- [EXERCISE GOAL]
Each record below needs to be set down again exactly.
#### WORKING DATA ####
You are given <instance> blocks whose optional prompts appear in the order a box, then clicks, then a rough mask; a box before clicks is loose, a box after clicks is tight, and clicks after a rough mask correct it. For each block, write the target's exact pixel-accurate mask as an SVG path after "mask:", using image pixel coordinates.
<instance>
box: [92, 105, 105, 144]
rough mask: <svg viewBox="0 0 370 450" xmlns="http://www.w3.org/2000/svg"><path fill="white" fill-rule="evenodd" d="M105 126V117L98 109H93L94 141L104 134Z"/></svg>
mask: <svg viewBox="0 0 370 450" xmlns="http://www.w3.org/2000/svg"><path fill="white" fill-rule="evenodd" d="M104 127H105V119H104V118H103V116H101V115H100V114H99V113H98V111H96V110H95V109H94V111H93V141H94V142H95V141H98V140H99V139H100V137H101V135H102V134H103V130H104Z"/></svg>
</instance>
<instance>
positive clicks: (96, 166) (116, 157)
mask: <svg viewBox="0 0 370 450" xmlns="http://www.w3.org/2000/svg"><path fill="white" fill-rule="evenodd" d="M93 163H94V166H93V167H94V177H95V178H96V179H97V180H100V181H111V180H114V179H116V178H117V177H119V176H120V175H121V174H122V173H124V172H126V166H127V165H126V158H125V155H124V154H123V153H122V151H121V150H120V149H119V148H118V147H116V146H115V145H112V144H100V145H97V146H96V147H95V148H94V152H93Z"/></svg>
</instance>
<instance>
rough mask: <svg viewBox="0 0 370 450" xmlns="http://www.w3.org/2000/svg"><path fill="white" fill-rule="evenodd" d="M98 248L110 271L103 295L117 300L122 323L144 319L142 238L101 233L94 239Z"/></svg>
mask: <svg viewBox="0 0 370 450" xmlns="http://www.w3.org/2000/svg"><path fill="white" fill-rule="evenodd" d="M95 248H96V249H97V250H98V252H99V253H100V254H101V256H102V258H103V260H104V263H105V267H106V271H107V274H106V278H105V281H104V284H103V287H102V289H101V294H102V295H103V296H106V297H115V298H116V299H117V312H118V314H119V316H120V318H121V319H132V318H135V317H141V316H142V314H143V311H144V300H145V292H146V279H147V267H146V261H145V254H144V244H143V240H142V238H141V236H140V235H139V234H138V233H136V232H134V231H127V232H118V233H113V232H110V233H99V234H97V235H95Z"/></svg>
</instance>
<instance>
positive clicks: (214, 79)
####
- [RESPONSE TO THE EXERCISE]
You are given <instance> blocks whose optional prompts appear in the order a box, then clicks, then a rough mask; a box before clicks is loose, a box after clicks is tight, and clicks after a rough mask correct it. For each block, write the target's exact pixel-accurate mask as an SVG path after "mask:", using image pixel coordinates.
<instance>
box: [92, 105, 105, 144]
rough mask: <svg viewBox="0 0 370 450" xmlns="http://www.w3.org/2000/svg"><path fill="white" fill-rule="evenodd" d="M105 126V117L98 109H93L94 141L104 134Z"/></svg>
mask: <svg viewBox="0 0 370 450" xmlns="http://www.w3.org/2000/svg"><path fill="white" fill-rule="evenodd" d="M104 127H105V119H104V118H103V116H101V115H100V114H99V113H98V111H96V110H95V109H94V111H93V141H94V142H95V141H98V140H99V139H100V137H101V135H102V134H103V130H104Z"/></svg>
</instance>
<instance>
positive clicks: (96, 166) (116, 157)
mask: <svg viewBox="0 0 370 450" xmlns="http://www.w3.org/2000/svg"><path fill="white" fill-rule="evenodd" d="M93 163H94V166H93V167H94V177H95V178H96V179H97V180H100V181H111V180H114V179H116V178H117V177H119V176H120V175H121V174H122V173H124V172H126V166H127V165H126V158H125V155H124V154H123V153H122V151H121V150H120V149H119V148H118V147H116V146H115V145H112V144H100V145H97V146H96V147H95V148H94V152H93Z"/></svg>
</instance>
<instance>
rough mask: <svg viewBox="0 0 370 450" xmlns="http://www.w3.org/2000/svg"><path fill="white" fill-rule="evenodd" d="M98 248L110 271L103 295L117 300L122 323L144 319L142 238L101 233L94 239Z"/></svg>
mask: <svg viewBox="0 0 370 450" xmlns="http://www.w3.org/2000/svg"><path fill="white" fill-rule="evenodd" d="M95 248H96V249H97V250H98V252H99V253H100V254H101V256H102V258H103V260H104V263H105V267H106V271H107V274H106V278H105V281H104V284H103V287H102V289H101V294H102V295H103V296H106V297H115V298H116V299H117V312H118V314H119V316H120V318H121V319H132V318H135V317H141V316H142V314H143V311H144V300H145V292H146V279H147V267H146V261H145V254H144V244H143V240H142V238H141V236H140V235H139V234H138V233H136V232H134V231H127V232H118V233H113V232H110V233H99V234H97V235H95Z"/></svg>
</instance>
<instance>
positive clicks: (214, 79)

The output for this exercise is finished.